▶ _Prompt_: Locate and copy each line in the data that contains the word "rough".

▶ _Material for the task_:
======
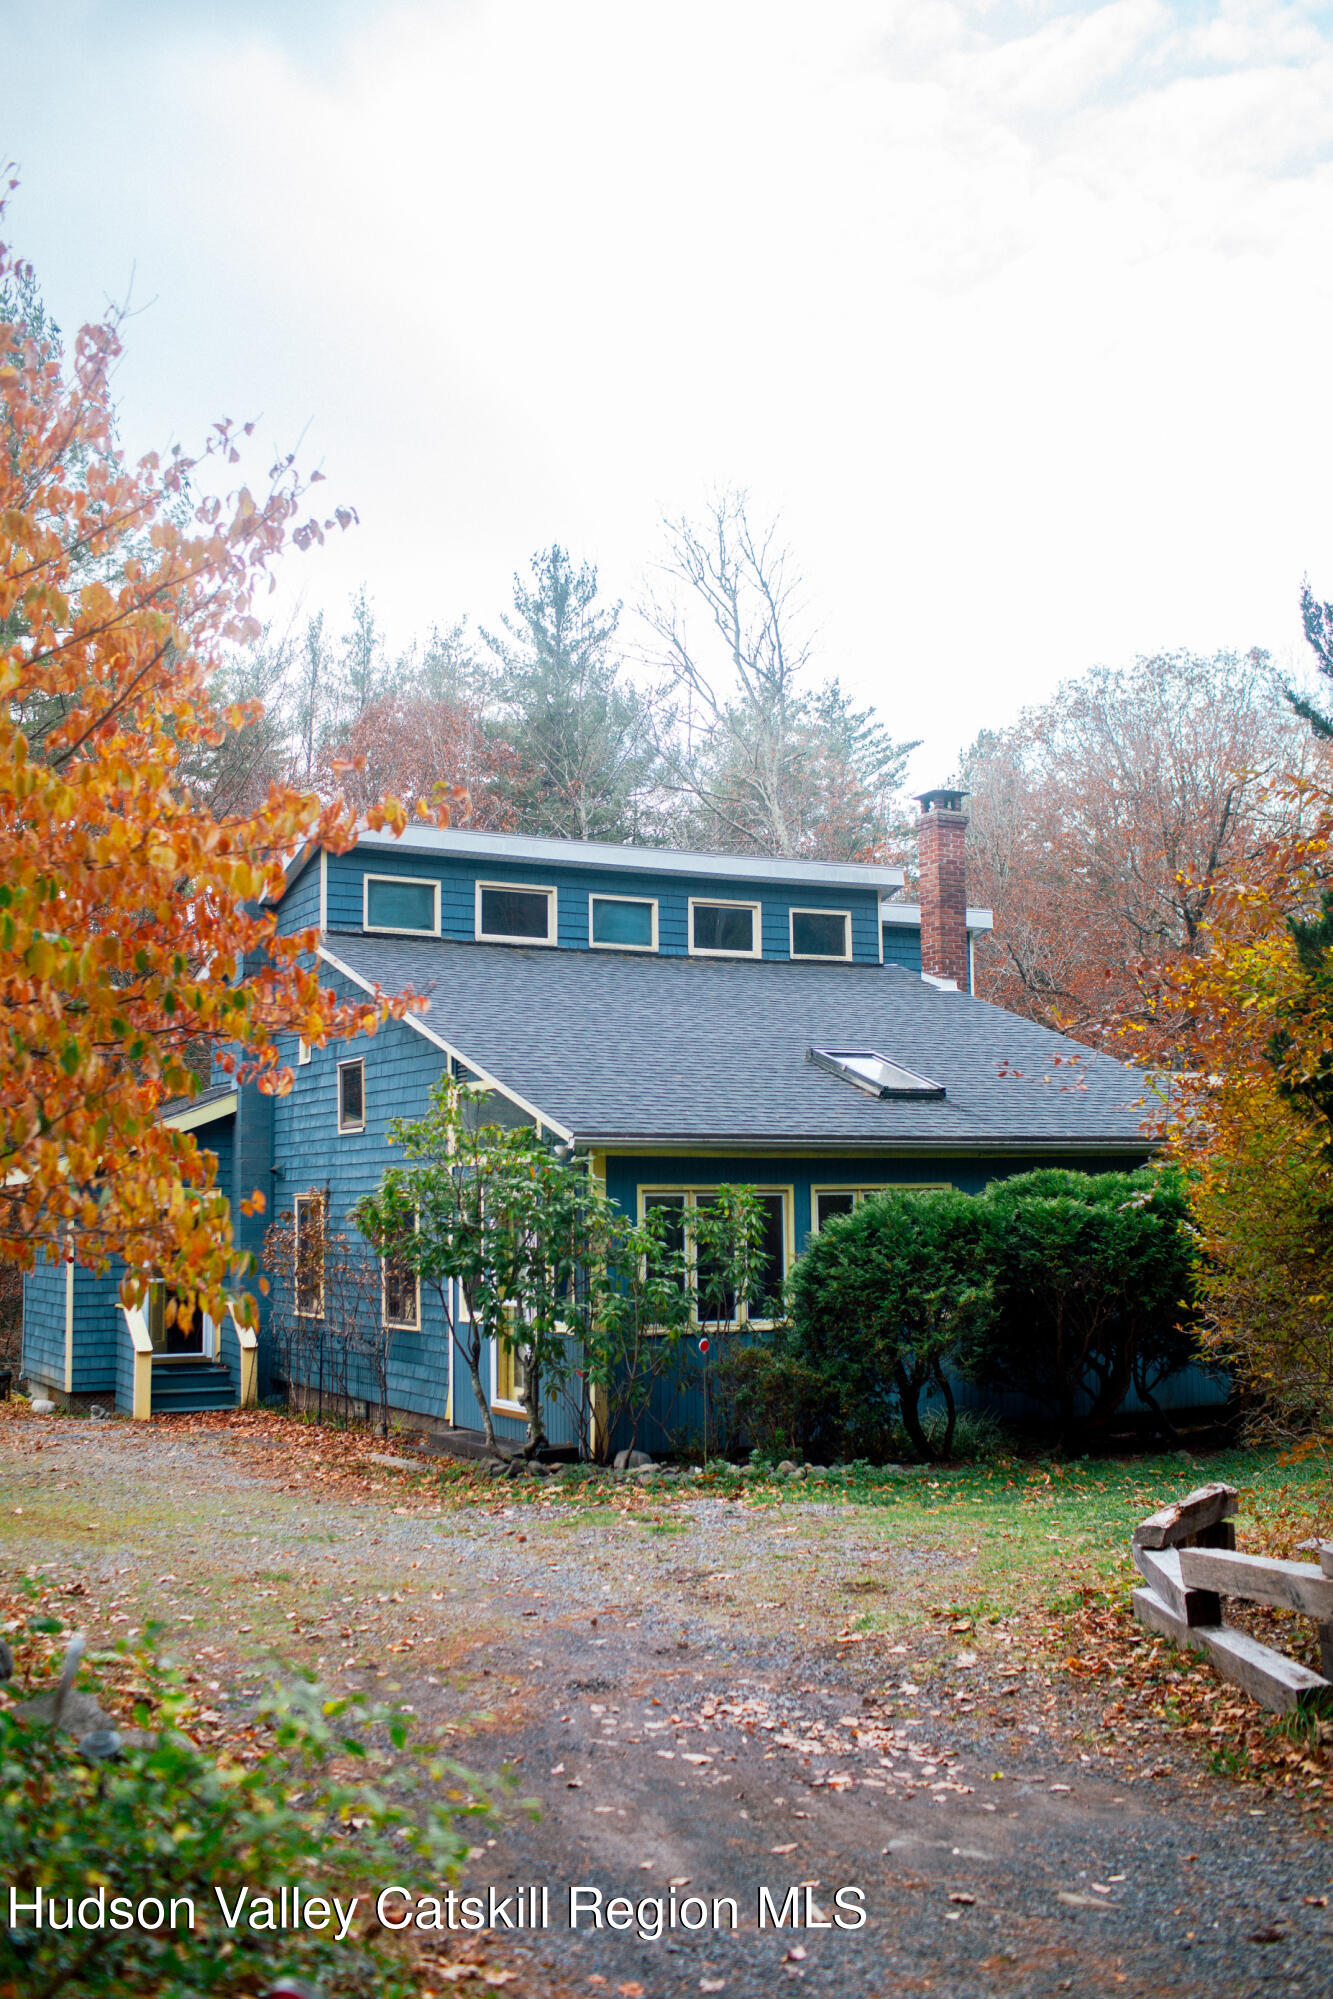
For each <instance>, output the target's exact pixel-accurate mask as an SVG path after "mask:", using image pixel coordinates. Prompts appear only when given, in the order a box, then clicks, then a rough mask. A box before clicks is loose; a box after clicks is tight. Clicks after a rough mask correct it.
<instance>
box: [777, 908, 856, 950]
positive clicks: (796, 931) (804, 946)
mask: <svg viewBox="0 0 1333 1999" xmlns="http://www.w3.org/2000/svg"><path fill="white" fill-rule="evenodd" d="M791 956H793V958H851V918H849V916H847V912H845V910H793V912H791Z"/></svg>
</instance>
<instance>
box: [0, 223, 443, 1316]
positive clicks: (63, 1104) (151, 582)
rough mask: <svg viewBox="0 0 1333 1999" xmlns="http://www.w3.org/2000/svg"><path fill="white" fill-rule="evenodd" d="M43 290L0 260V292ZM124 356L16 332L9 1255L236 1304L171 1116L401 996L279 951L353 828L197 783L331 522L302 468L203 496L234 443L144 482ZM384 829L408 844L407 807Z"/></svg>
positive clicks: (210, 1159)
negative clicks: (275, 894)
mask: <svg viewBox="0 0 1333 1999" xmlns="http://www.w3.org/2000/svg"><path fill="white" fill-rule="evenodd" d="M24 284H28V286H30V272H28V270H26V266H20V264H16V260H14V258H12V256H10V254H8V252H6V250H4V248H2V246H0V298H10V300H14V298H16V296H22V290H24ZM118 352H120V336H118V324H116V320H114V318H112V320H106V322H102V324H98V326H86V328H84V330H82V332H80V334H78V340H76V344H74V352H72V362H70V366H68V368H66V366H64V362H62V358H60V352H58V350H56V348H54V342H52V340H50V336H38V334H34V332H32V328H30V324H28V322H24V320H22V318H12V320H10V322H6V324H0V1259H8V1261H18V1263H24V1265H30V1263H32V1259H34V1255H36V1253H38V1251H40V1249H46V1251H50V1253H56V1255H60V1253H66V1249H68V1247H72V1251H74V1253H76V1255H78V1257H80V1259H82V1261H86V1263H90V1265H94V1267H106V1265H108V1263H110V1261H112V1259H116V1257H120V1259H124V1263H126V1265H128V1275H126V1285H124V1295H126V1297H128V1299H132V1297H138V1295H140V1289H142V1279H144V1277H146V1275H152V1273H160V1275H164V1277H166V1279H168V1281H170V1283H174V1285H176V1287H178V1291H182V1293H184V1295H186V1297H190V1295H198V1299H200V1301H202V1303H204V1305H206V1307H210V1309H214V1311H218V1309H222V1301H224V1297H226V1295H228V1293H230V1291H234V1287H236V1281H238V1279H240V1275H242V1273H244V1269H246V1263H248V1259H246V1257H244V1255H242V1253H240V1251H238V1249H236V1245H234V1241H232V1227H230V1213H228V1201H226V1197H224V1195H222V1193H220V1191H218V1187H216V1185H214V1161H212V1155H210V1153H208V1151H202V1149H200V1147H198V1145H196V1141H194V1137H192V1135H190V1133H186V1131H174V1129H168V1127H166V1125H164V1123H160V1119H158V1113H160V1109H162V1103H164V1101H166V1099H172V1097H188V1095H192V1093H196V1091H198V1087H200V1053H204V1055H208V1053H210V1051H212V1055H214V1057H216V1059H218V1061H220V1063H222V1067H224V1069H230V1071H232V1073H236V1075H238V1077H240V1079H256V1081H258V1085H260V1089H264V1091H274V1093H282V1091H284V1089H288V1087H290V1073H288V1071H286V1069H284V1067H282V1063H280V1059H278V1047H276V1035H278V1033H280V1031H288V1033H290V1031H298V1033H302V1035H306V1037H310V1039H314V1041H318V1039H324V1037H330V1035H332V1037H342V1035H348V1033H358V1031H374V1027H376V1023H378V1019H382V1017H384V1015H386V1013H388V1011H402V1007H404V1001H388V1000H384V998H380V996H376V998H374V1000H368V1001H364V1003H356V1005H340V1003H338V1001H336V996H334V994H332V992H326V990H322V988H320V982H318V974H316V970H312V960H310V948H312V942H314V938H312V936H300V938H278V936H276V928H274V916H272V912H266V910H264V908H262V904H264V898H266V896H270V894H272V892H276V890H278V886H280V882H282V864H284V858H288V856H290V854H292V852H294V850H298V848H300V846H302V842H322V844H324V846H328V848H334V850H342V848H346V846H350V842H352V838H354V822H352V818H350V814H348V810H346V808H344V806H342V804H334V806H328V804H326V806H322V804H320V802H318V800H316V798H312V796H302V794H298V792H294V790H284V788H278V786H274V788H272V790H270V794H268V798H266V802H264V804H262V808H260V810H258V812H252V814H248V816H242V818H214V816H212V814H210V812H208V810H200V808H198V804H194V802H192V798H190V792H188V788H186V786H184V784H182V782H180V776H178V774H180V764H182V758H184V756H186V754H188V752H190V750H196V752H198V748H200V746H206V744H218V742H220V740H222V734H224V732H226V730H236V728H244V726H246V724H248V722H254V720H256V714H258V710H256V708H254V706H252V708H232V710H228V712H218V710H216V706H214V704H212V702H210V680H212V674H214V672H216V666H218V662H220V656H222V652H224V650H226V648H230V646H238V644H246V642H250V640H252V638H254V636H256V632H258V626H256V620H254V618H252V614H250V602H252V594H254V590H256V584H258V582H262V580H264V578H266V576H268V572H270V568H272V562H274V558H276V556H278V552H280V550H282V548H284V544H288V542H294V544H298V546H310V542H312V540H322V536H324V530H326V528H332V526H334V520H328V522H324V524H320V522H318V520H314V518H302V500H304V494H302V484H300V480H298V476H296V472H294V466H292V462H290V460H286V462H284V464H280V466H276V468H274V472H272V474H270V482H268V488H266V490H262V492H260V494H258V496H256V494H252V492H250V490H248V488H244V486H242V488H240V490H238V492H232V494H230V498H198V494H200V488H202V482H204V478H208V476H212V470H214V468H218V466H232V464H236V462H238V460H240V444H242V434H240V432H236V428H234V426H230V424H220V426H216V432H214V438H212V442H210V446H208V450H206V452H204V454H200V456H198V458H194V460H190V458H186V456H184V454H180V452H176V454H174V456H172V458H170V460H168V462H166V464H162V462H160V460H158V458H156V456H148V458H144V460H140V462H138V464H136V466H130V464H126V460H124V456H122V452H120V450H118V446H116V436H114V414H112V400H110V388H108V376H110V370H112V364H114V360H116V356H118ZM336 520H338V524H340V526H346V524H348V520H350V516H348V514H346V512H340V514H338V516H336ZM368 818H370V824H372V826H382V824H390V826H396V828H398V826H402V808H400V806H396V804H388V806H384V808H376V810H372V812H370V814H368ZM242 966H244V968H246V974H248V976H246V978H244V982H242V980H240V978H238V970H240V968H242ZM188 1057H190V1059H188ZM204 1067H206V1063H204ZM252 1199H254V1203H256V1205H262V1195H258V1193H256V1195H254V1197H252ZM238 1309H242V1311H250V1301H248V1299H244V1297H242V1299H238Z"/></svg>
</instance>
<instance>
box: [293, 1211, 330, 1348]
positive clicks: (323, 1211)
mask: <svg viewBox="0 0 1333 1999" xmlns="http://www.w3.org/2000/svg"><path fill="white" fill-rule="evenodd" d="M292 1263H294V1291H296V1297H294V1305H296V1317H298V1319H322V1317H324V1195H322V1193H298V1195H296V1199H294V1201H292Z"/></svg>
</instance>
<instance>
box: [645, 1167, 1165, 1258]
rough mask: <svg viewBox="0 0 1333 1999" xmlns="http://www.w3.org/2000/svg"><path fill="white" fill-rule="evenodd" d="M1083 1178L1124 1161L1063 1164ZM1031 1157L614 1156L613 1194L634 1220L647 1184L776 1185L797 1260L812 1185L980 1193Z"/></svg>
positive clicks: (1001, 1178) (1026, 1171) (650, 1184)
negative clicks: (918, 1189)
mask: <svg viewBox="0 0 1333 1999" xmlns="http://www.w3.org/2000/svg"><path fill="white" fill-rule="evenodd" d="M1059 1163H1061V1165H1067V1167H1071V1169H1075V1171H1083V1173H1111V1171H1125V1159H1123V1155H1119V1157H1101V1155H1097V1153H1087V1155H1083V1157H1081V1155H1071V1157H1063V1159H1061V1161H1059ZM1031 1167H1033V1161H1031V1159H1003V1157H995V1159H985V1157H967V1155H965V1157H955V1159H949V1157H929V1159H923V1157H919V1155H917V1157H911V1155H907V1157H897V1159H895V1157H891V1155H883V1153H877V1155H861V1157H837V1155H833V1157H827V1159H825V1157H811V1155H809V1153H801V1155H791V1157H785V1159H783V1157H781V1155H775V1157H767V1159H761V1157H745V1155H737V1153H731V1155H727V1153H717V1155H707V1153H697V1155H683V1157H681V1155H679V1153H608V1155H606V1191H608V1195H610V1199H614V1201H616V1205H618V1207H622V1209H624V1211H626V1213H628V1215H638V1203H640V1187H719V1185H743V1187H759V1189H765V1187H771V1189H789V1191H791V1199H789V1241H791V1243H793V1249H795V1255H799V1253H801V1249H803V1247H805V1241H807V1237H809V1229H811V1219H813V1207H811V1189H813V1187H939V1185H949V1187H957V1189H959V1191H961V1193H981V1189H983V1187H985V1185H989V1181H991V1179H1005V1177H1007V1175H1009V1173H1029V1171H1031Z"/></svg>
======
▶ _Answer area_:
For each <instance>, output the target's exact pixel-accurate mask as an SVG path after "mask:", using image pixel coordinates. Prompts appear only when given, in the order a box, then clicks, then a rough mask. A box before clicks is loose; a box after clicks is tight. Clicks after a rough mask correct it.
rough mask: <svg viewBox="0 0 1333 1999" xmlns="http://www.w3.org/2000/svg"><path fill="white" fill-rule="evenodd" d="M43 290L0 260V292ZM124 356L16 332L9 1255L236 1304L171 1116L401 996L279 951L353 828L197 783L331 522L302 468L203 496L234 443L144 482ZM384 829L408 844L407 807Z"/></svg>
rough mask: <svg viewBox="0 0 1333 1999" xmlns="http://www.w3.org/2000/svg"><path fill="white" fill-rule="evenodd" d="M1083 1178L1124 1161L1063 1164ZM1031 1157L614 1156L613 1194L634 1220L647 1184L776 1185L797 1260L812 1185L980 1193Z"/></svg>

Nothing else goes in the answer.